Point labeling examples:

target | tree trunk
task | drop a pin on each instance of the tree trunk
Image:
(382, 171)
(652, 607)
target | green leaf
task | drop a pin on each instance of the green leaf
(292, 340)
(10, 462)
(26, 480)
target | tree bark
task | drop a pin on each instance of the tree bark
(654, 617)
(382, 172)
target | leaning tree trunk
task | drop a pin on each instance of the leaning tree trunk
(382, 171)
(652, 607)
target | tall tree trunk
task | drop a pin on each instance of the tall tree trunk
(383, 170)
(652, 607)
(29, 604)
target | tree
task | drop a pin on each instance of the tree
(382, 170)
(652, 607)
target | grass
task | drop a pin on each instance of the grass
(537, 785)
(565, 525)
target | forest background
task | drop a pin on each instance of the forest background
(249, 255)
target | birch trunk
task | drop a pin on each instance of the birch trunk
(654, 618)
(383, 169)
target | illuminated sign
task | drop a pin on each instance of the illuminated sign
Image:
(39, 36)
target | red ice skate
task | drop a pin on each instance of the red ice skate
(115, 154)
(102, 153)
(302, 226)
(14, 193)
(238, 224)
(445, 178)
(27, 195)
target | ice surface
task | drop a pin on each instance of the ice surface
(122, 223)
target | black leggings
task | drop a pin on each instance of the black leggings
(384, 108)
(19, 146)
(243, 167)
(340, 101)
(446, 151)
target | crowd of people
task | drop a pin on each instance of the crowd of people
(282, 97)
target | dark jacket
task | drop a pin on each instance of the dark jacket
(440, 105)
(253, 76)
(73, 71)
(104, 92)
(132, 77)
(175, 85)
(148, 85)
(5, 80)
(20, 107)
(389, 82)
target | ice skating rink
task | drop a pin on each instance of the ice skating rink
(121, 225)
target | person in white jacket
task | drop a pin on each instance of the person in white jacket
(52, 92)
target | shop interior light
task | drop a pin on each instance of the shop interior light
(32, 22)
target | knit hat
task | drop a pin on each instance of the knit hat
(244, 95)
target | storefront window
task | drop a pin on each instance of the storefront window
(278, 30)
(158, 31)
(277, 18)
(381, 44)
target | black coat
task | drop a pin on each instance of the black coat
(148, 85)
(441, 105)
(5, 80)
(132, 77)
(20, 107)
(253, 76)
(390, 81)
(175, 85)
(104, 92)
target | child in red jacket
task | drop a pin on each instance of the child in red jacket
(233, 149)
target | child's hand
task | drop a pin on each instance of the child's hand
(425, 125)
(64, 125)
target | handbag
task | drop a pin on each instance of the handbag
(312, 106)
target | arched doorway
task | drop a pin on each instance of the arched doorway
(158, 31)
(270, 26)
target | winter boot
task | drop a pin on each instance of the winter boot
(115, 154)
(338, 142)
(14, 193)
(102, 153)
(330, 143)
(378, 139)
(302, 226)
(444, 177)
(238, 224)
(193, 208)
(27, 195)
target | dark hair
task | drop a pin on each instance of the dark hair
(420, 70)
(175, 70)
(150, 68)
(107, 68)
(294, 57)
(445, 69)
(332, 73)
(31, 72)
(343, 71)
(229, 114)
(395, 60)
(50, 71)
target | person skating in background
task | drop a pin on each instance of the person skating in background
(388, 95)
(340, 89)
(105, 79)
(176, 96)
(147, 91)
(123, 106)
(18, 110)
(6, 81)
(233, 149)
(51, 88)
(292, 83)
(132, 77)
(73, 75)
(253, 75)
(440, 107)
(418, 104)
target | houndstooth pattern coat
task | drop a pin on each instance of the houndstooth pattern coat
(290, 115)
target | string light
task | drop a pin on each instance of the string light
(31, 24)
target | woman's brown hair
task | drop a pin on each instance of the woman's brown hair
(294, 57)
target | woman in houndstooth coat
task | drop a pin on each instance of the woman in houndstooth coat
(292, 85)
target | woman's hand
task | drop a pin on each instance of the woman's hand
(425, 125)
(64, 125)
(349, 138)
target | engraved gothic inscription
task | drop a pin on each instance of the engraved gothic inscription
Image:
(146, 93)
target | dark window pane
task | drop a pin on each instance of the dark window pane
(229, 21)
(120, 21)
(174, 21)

■ **Aim**
Repeat only the lines running from the line that contains "target | woman's brown hair" through the last line above, inclusive.

■ **Reply**
target | woman's brown hair
task | drop a pin on each instance of the woman's brown hair
(294, 57)
target | woman in houndstooth coat
task | drop a pin on each instance of the woman in houndstooth coat
(292, 85)
target | woman's hand
task | drop a pin on each instance of the woman's hand
(425, 125)
(64, 125)
(349, 138)
target | engraved gothic inscription
task | drop a pin on each instance of the engraved gothic inscription
Image:
(146, 93)
target | dark window pane
task | drop a pin on each instance of the dark window pane
(229, 21)
(120, 21)
(174, 21)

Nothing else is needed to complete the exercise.